EXCERPT PROVIDED:
The Realty Building was constructed in 1924 for the Realty Guarantee and Trust Company, and was designed by architect Morris W. Scheibel. In 1955, gale-force winds severely damaged and tore the roof off of the building, requiring $50,000 to repair. In 2009, the building was renovated into a 23-unit apartment complex. It is listed on the National Register of Historic Places.

On the day of the explosion, Greenheart Companies workers approved by the Youngstown Board of Control were present in the basement to clear debris, piping, and old utility lines for water, gas, electrical, data, and phone lines. They made three cuts onto a pipeline on the basement wall, with the third cut believed to have caused a gas leak six minutes prior to the explosion. After evacuating the basement, the crew immediately pulled the fire alarm, alerted the Chase Bank on the first floor, called 911, and tried to evacuate residents.

(Saved entries)
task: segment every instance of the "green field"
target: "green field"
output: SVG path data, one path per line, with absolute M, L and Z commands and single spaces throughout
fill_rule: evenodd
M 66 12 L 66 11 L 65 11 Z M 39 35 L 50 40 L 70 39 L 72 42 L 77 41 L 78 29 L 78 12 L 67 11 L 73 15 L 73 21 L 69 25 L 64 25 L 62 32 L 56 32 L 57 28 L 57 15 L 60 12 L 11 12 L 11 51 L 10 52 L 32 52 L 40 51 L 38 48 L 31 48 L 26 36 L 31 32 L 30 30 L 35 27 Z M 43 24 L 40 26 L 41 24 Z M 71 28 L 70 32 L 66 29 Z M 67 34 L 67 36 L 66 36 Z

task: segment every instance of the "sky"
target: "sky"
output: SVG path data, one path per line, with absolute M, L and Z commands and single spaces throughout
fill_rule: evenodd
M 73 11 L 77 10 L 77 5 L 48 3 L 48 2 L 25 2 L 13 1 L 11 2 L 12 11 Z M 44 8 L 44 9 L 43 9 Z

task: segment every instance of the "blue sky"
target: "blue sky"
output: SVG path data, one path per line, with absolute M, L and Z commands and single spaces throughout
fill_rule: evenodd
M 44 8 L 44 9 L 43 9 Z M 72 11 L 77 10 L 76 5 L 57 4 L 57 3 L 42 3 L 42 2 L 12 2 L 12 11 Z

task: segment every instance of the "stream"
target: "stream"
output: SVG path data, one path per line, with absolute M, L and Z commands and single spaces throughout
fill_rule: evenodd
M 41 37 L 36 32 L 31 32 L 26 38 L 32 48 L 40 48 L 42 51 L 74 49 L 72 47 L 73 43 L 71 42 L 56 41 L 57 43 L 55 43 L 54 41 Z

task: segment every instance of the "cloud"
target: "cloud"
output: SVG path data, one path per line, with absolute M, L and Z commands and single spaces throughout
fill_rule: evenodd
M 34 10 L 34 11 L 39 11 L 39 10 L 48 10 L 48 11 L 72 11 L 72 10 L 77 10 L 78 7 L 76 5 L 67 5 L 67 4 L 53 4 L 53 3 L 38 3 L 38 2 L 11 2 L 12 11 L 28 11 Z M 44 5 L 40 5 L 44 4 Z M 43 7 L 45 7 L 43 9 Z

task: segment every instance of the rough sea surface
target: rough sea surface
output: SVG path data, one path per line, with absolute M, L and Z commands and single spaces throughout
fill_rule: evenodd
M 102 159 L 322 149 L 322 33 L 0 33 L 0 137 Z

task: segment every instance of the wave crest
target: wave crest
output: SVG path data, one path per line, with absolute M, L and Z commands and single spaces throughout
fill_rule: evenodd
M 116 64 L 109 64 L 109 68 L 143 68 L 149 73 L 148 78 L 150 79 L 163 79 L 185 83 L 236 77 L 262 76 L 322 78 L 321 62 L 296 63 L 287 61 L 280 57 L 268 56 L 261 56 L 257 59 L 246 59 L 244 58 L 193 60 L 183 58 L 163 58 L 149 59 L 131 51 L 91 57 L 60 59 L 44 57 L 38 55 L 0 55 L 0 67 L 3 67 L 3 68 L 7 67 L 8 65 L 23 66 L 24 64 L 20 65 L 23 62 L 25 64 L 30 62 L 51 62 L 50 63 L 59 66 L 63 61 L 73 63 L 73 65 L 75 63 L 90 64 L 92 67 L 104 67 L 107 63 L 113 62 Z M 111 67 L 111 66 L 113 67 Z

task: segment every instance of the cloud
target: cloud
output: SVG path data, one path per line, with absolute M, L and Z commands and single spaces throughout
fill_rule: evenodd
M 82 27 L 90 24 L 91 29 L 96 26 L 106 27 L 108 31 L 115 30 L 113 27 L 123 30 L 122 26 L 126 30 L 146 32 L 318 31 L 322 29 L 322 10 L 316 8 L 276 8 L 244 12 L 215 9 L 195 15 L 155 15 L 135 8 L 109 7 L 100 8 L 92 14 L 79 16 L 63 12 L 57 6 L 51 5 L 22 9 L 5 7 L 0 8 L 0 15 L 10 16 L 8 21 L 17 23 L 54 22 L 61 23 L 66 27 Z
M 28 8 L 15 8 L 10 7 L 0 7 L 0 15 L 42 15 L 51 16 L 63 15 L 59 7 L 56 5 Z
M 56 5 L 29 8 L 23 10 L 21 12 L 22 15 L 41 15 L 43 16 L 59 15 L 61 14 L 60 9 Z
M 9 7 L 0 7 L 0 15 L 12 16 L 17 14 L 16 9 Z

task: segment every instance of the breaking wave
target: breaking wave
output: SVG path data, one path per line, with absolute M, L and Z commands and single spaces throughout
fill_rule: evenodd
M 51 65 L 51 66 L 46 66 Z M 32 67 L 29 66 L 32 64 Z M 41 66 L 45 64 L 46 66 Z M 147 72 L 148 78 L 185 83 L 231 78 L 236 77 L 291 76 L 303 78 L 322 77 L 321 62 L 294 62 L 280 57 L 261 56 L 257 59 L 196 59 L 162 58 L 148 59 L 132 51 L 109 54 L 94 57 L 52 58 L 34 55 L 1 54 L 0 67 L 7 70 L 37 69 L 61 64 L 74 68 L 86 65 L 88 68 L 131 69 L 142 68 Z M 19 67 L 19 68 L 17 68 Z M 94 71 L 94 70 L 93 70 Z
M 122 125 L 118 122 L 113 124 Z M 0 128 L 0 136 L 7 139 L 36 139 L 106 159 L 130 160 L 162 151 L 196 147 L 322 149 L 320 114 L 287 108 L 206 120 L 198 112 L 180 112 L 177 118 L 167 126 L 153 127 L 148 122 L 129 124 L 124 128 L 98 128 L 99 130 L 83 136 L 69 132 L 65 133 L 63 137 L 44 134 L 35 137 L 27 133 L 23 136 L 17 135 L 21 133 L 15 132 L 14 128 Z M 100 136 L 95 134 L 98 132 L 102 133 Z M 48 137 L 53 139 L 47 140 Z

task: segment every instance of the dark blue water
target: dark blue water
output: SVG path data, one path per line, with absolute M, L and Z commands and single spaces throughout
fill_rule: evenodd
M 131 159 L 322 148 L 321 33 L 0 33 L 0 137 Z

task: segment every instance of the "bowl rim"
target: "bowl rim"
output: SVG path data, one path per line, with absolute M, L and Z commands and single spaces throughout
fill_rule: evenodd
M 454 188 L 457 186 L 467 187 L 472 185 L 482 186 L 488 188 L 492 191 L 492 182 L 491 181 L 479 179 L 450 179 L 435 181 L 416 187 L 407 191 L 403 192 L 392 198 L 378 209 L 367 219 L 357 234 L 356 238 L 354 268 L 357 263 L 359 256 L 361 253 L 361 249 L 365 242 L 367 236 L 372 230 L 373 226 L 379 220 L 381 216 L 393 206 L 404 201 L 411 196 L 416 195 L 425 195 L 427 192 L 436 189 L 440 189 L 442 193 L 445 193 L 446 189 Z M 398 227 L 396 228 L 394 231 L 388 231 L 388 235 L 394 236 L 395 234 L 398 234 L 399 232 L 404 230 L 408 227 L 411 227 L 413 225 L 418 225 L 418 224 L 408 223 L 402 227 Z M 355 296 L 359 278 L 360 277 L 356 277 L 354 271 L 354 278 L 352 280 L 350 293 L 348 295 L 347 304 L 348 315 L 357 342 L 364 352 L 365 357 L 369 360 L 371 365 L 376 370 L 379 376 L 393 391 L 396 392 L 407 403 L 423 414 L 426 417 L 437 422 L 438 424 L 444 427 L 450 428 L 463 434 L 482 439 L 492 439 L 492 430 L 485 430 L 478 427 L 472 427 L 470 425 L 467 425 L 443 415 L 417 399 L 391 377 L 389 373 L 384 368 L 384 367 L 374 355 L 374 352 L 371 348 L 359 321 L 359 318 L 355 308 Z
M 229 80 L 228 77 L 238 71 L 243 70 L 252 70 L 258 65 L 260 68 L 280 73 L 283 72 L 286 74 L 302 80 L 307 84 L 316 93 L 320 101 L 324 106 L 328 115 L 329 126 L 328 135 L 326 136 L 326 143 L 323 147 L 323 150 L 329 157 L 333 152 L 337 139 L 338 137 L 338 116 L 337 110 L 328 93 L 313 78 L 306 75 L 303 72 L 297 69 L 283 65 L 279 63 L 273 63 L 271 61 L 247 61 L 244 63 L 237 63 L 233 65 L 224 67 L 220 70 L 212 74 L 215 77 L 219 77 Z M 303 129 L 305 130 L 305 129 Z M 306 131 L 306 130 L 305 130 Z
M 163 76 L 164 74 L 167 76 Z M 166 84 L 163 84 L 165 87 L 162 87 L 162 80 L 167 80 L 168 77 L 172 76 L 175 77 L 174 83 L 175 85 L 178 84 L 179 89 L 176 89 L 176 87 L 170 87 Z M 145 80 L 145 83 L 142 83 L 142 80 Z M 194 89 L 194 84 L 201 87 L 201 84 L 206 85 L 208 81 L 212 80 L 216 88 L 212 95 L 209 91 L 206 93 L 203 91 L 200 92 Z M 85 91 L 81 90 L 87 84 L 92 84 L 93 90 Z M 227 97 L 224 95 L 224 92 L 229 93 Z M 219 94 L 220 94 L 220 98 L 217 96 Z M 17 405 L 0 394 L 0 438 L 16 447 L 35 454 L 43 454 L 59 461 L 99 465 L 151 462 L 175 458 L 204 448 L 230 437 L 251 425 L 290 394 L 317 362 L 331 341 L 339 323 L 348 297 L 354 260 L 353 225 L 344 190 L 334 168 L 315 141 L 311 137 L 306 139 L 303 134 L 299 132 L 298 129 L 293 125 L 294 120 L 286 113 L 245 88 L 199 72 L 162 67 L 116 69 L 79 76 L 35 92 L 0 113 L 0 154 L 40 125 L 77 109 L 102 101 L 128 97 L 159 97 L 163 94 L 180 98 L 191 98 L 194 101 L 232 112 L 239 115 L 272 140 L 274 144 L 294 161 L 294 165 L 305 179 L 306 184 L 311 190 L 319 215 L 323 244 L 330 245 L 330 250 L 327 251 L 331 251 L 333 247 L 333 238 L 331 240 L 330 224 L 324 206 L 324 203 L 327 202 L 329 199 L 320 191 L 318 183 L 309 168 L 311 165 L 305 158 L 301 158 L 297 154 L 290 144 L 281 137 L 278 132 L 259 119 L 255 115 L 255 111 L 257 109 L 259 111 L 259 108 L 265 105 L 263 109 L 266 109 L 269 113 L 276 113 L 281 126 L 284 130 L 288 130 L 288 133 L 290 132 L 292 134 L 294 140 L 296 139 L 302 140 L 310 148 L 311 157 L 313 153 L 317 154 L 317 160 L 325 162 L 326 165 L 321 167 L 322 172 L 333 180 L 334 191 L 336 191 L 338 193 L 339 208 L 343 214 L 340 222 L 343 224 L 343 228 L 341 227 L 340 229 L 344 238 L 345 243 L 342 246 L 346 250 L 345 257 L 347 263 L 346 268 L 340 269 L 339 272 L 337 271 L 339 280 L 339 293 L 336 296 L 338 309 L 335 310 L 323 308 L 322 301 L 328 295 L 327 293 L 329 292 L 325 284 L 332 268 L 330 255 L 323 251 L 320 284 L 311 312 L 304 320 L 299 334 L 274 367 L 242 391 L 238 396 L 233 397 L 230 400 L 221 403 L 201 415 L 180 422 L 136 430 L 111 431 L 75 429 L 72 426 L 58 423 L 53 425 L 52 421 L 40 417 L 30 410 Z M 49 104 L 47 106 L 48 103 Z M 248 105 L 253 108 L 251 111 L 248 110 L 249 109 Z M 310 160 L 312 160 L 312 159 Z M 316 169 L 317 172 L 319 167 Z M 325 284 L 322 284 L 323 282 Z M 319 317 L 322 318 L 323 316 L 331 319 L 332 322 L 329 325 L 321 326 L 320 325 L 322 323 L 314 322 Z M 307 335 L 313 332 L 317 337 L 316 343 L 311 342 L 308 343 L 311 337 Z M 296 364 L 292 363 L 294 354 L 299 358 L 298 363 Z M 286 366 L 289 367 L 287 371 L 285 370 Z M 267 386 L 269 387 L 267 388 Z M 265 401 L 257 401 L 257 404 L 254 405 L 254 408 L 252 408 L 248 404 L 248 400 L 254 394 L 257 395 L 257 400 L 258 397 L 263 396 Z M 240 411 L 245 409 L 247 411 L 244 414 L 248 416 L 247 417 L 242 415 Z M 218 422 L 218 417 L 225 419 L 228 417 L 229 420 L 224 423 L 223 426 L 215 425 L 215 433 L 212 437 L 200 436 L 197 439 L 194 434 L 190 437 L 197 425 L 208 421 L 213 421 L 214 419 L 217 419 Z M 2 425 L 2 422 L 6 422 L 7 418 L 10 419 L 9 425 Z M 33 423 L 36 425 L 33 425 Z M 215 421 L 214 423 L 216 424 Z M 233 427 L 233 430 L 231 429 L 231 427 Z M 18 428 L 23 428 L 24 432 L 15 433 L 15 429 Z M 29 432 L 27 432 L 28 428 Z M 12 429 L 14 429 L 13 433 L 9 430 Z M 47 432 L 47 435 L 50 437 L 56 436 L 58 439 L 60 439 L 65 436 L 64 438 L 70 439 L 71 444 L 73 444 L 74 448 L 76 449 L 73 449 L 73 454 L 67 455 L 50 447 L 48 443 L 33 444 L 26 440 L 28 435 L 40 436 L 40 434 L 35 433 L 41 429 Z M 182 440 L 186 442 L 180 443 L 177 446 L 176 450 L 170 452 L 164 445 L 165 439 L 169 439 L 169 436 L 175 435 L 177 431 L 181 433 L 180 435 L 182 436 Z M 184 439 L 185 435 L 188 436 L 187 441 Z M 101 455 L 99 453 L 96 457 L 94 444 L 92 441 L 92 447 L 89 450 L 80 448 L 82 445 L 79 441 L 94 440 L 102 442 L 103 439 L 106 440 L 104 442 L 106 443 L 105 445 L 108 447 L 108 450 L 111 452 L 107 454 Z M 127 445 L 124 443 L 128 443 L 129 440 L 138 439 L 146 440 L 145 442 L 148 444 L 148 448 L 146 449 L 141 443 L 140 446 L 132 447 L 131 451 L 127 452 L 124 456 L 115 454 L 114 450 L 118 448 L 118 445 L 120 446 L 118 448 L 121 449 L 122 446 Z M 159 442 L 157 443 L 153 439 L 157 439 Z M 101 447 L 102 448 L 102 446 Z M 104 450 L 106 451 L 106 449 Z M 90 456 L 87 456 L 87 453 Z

THE TASK: Please copy the Realty Building text word for word, from "On the day of" to "to evacuate residents.".

COMPLETED TASK:
On the day of the explosion, Greenheart Companies workers approved by the Youngstown Board of Control were present in the basement to clear debris, piping, and old utility lines for water, gas, electrical, data, and phone lines. They made three cuts onto a pipeline on the basement wall, with the third cut believed to have caused a gas leak six minutes prior to the explosion. After evacuating the basement, the crew immediately pulled the fire alarm, alerted the Chase Bank on the first floor, called 911, and tried to evacuate residents.